Tombeau de la perdition usually goes wrong in the same way: you enter the room, see the grated cube, spot a couple of batteries, and start dragging power blocks around before the puzzle has actually told you what the room wants. The fast answer is this: treat it as two separate phases. First, clear the laser and button bypass on the approach. Then, in the main chamber, rotate the central grated prism and move the small battery and large power block until the floor switch is powered. When the switch lights up, hit or trigger it with the force-based ranged ability your version labels as Axiom Force, Force Palm, Force Current, or Focused Shot. Different guides use different names, but the mechanic is the same.
This is an Abyss Restoration Challenge in Crimson Desert, not a standalone dungeon, and that matters because the game expects you to read it like the other Abyss rooms. Public walkthroughs consistently place it in the broader chain as Spire of Frost → Passage of Malice → Tomb of Perdition → Desert Fragment → Cradle of Truth. If you just finished Passage of Malice, one useful navigation shortcut from current walkthroughs is to use the nearby teleporter into Tombeau de la perdition instead of fast-traveling back to the earlier start point. It saves time, even though it is not required.
The challenge is not reflexes, and it is not a hidden combat encounter. It is a power-routing puzzle. The central object is a rotating grated cube or prism, and the whole room revolves around making that object face the right direction at the right moment so the batteries can feed power into the correct socket. If you only move batteries without rotating the prism, nothing meaningful happens. If you only rotate the prism without changing where the batteries sit, you also stall out.

# Material:
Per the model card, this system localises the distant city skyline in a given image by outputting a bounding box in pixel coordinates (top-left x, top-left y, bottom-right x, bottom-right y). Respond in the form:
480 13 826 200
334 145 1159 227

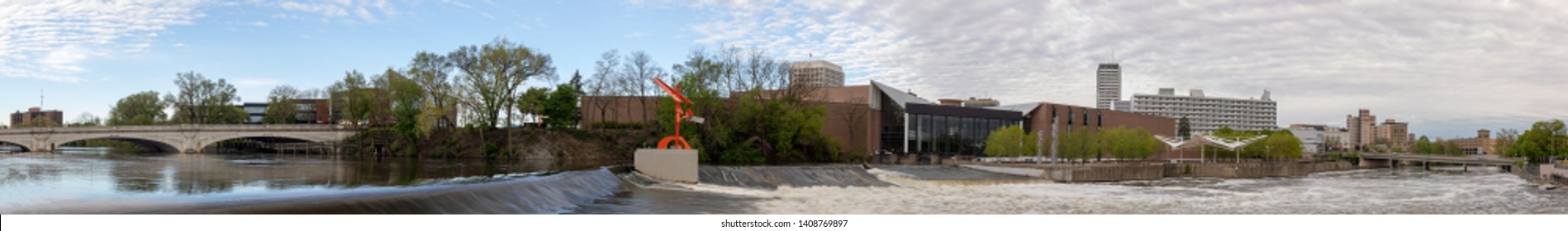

# The tasks:
[1] In the Tombeau de la perdition guide, rename "Passage of Malice" to "Corridor of Spite" and give the part between "This is an Abyss" and "is not required.", inclusive.
[2] Answer these from the Tombeau de la perdition guide:
(a) Which challenge comes right after Tomb of Perdition in the chain?
(b) What kind of puzzle does the guide call the challenge?
(c) What in the main chamber must be powered before the force-based ranged ability is used?

# Responses for each task:
[1]
This is an Abyss Restoration Challenge in Crimson Desert, not a standalone dungeon, and that matters because the game expects you to read it like the other Abyss rooms. Public walkthroughs consistently place it in the broader chain as Spire of Frost → Corridor of Spite → Tomb of Perdition → Desert Fragment → Cradle of Truth. If you just finished Corridor of Spite, one useful navigation shortcut from current walkthroughs is to use the nearby teleporter into Tombeau de la perdition instead of fast-traveling back to the earlier start point. It saves time, even though it is not required.

[2]
(a) Desert Fragment
(b) A power-routing puzzle
(c) The floor switch